▸ About this task
Repeat each line of the material below exactly as it appears, minus any pictures.

▸ The data
□ □ □

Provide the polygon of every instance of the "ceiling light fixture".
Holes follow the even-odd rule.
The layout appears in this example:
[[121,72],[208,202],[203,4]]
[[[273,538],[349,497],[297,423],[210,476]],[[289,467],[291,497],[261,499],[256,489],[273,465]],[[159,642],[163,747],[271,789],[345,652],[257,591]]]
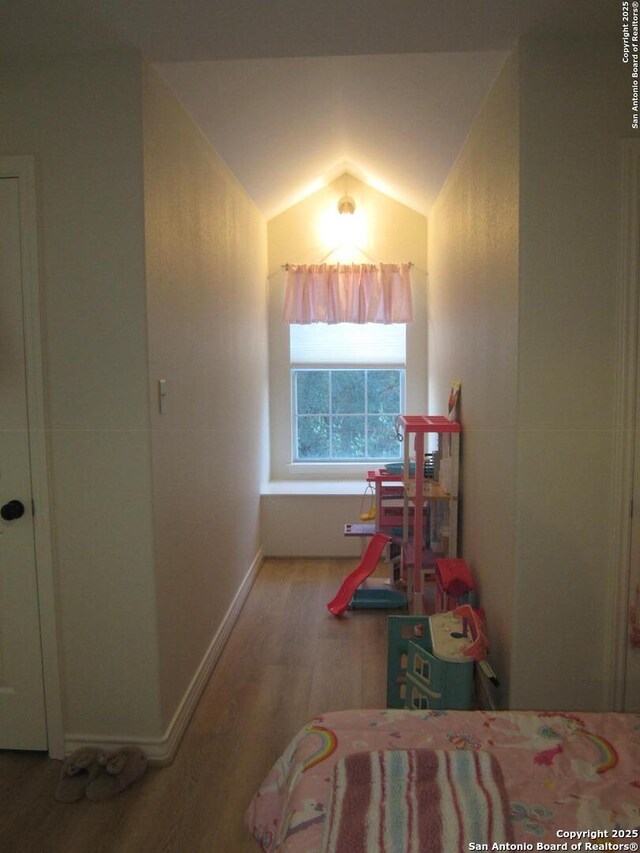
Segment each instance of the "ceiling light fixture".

□ □ □

▸ Task result
Provide the polygon of every instance of the "ceiling light fixture".
Holes follow the even-odd rule.
The layout appears in this example:
[[121,72],[208,202],[203,4]]
[[[273,538],[349,497],[297,423],[210,476]],[[289,467],[291,497],[261,499],[256,489],[273,465]],[[159,642],[163,747],[271,789],[345,652],[257,591]]]
Segment each instance of the "ceiling light fixture".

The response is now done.